### Activity
The answer should consist of all the records, copied exactly.

Material for the task Start Marker

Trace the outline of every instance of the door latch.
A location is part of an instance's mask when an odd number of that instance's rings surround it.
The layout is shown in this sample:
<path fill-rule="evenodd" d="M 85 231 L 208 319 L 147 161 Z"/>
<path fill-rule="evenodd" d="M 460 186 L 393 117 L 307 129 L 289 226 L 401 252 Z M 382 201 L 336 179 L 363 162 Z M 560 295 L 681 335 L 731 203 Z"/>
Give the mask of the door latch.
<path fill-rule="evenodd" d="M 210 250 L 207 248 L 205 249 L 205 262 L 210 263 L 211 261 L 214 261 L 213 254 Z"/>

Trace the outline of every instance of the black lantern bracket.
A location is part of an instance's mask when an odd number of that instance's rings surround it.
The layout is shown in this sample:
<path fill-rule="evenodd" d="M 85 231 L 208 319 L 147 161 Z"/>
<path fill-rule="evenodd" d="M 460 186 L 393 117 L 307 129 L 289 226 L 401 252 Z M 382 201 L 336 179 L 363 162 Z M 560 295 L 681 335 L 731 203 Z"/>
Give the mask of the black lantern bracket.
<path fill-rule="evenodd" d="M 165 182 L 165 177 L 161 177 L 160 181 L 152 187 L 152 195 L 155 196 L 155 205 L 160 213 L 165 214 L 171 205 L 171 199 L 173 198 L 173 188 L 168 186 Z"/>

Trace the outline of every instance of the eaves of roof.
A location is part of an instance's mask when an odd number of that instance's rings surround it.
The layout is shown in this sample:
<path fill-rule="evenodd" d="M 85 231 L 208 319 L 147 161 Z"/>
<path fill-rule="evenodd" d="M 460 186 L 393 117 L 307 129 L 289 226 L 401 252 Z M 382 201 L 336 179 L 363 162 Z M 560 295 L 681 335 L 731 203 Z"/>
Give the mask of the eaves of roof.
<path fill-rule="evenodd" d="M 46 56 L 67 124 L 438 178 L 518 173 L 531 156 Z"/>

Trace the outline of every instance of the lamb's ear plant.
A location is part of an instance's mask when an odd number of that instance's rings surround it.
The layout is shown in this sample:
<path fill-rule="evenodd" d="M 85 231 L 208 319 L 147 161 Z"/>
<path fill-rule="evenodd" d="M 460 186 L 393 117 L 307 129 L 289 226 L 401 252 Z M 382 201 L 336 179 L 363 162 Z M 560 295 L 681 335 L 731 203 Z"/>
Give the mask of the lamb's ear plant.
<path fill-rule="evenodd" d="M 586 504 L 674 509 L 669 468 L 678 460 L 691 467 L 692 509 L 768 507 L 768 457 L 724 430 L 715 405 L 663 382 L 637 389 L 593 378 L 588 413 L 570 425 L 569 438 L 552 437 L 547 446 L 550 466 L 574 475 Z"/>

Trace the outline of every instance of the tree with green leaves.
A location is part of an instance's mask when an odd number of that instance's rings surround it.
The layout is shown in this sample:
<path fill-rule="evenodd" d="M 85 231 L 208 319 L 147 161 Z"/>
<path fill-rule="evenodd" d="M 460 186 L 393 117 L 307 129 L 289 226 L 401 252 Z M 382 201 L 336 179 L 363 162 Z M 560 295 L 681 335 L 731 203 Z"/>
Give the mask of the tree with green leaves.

Material for the task End Marker

### Output of the exercise
Trace the outline of every instance of the door latch.
A location is part of an instance's mask when an odd number of that instance's rings surround it.
The layout is shown in this sample:
<path fill-rule="evenodd" d="M 85 231 L 208 319 L 147 161 Z"/>
<path fill-rule="evenodd" d="M 460 186 L 393 117 L 307 129 L 289 226 L 401 252 Z M 382 201 L 336 179 L 363 162 Z M 560 295 L 681 335 L 731 203 Z"/>
Give the mask of the door latch.
<path fill-rule="evenodd" d="M 210 250 L 207 248 L 205 249 L 205 262 L 210 263 L 211 261 L 214 261 L 213 254 Z"/>

Trace the outline of every instance of the black lantern bracket.
A location is part of an instance's mask when an odd number of that instance's rings surround it.
The layout is shown in this sample:
<path fill-rule="evenodd" d="M 85 231 L 208 319 L 147 161 Z"/>
<path fill-rule="evenodd" d="M 460 186 L 393 117 L 307 129 L 289 226 L 401 252 Z M 382 201 L 336 179 L 363 162 Z M 560 295 L 681 335 L 731 203 Z"/>
Give the mask of the black lantern bracket.
<path fill-rule="evenodd" d="M 165 182 L 165 177 L 161 177 L 160 181 L 152 187 L 152 195 L 155 196 L 155 205 L 160 213 L 165 214 L 171 205 L 171 199 L 173 198 L 173 188 L 168 186 Z"/>

Trace the outline of every instance of the eaves of roof.
A location is part of an instance's mask when an odd number of that instance's rings surround it.
The layout is shown in this sample:
<path fill-rule="evenodd" d="M 85 231 L 208 319 L 147 161 Z"/>
<path fill-rule="evenodd" d="M 460 186 L 393 117 L 307 129 L 289 226 L 401 252 Z M 382 201 L 336 179 L 363 162 Z M 560 295 L 681 335 L 731 203 Z"/>
Give the mask of the eaves of roof.
<path fill-rule="evenodd" d="M 46 56 L 67 124 L 438 178 L 518 173 L 531 156 Z"/>

Trace the outline of every instance of the lamb's ear plant.
A location is part of an instance's mask when an odd number of that instance's rings surround it.
The layout is shown in this sample:
<path fill-rule="evenodd" d="M 85 231 L 208 319 L 147 161 Z"/>
<path fill-rule="evenodd" d="M 460 186 L 393 117 L 307 129 L 289 226 L 401 252 Z M 382 201 L 336 179 L 363 162 Z M 560 295 L 681 335 L 731 203 Z"/>
Give the mask of the lamb's ear plant.
<path fill-rule="evenodd" d="M 586 504 L 674 509 L 669 468 L 678 460 L 691 467 L 692 509 L 768 507 L 768 457 L 724 430 L 715 405 L 663 382 L 637 389 L 593 378 L 588 413 L 570 425 L 569 438 L 552 437 L 547 446 L 550 466 L 574 475 Z"/>

Trace the outline of every instance of the tree with green leaves.
A location is part of an instance's mask when an odd number of that instance's rings surround it.
The layout is shown in this sample:
<path fill-rule="evenodd" d="M 85 231 L 208 319 L 147 161 Z"/>
<path fill-rule="evenodd" d="M 460 186 L 393 117 L 307 129 L 289 226 L 401 252 Z M 382 201 L 336 179 L 363 162 Z M 560 295 L 681 335 L 731 203 Z"/>
Give the mask of the tree with green leaves.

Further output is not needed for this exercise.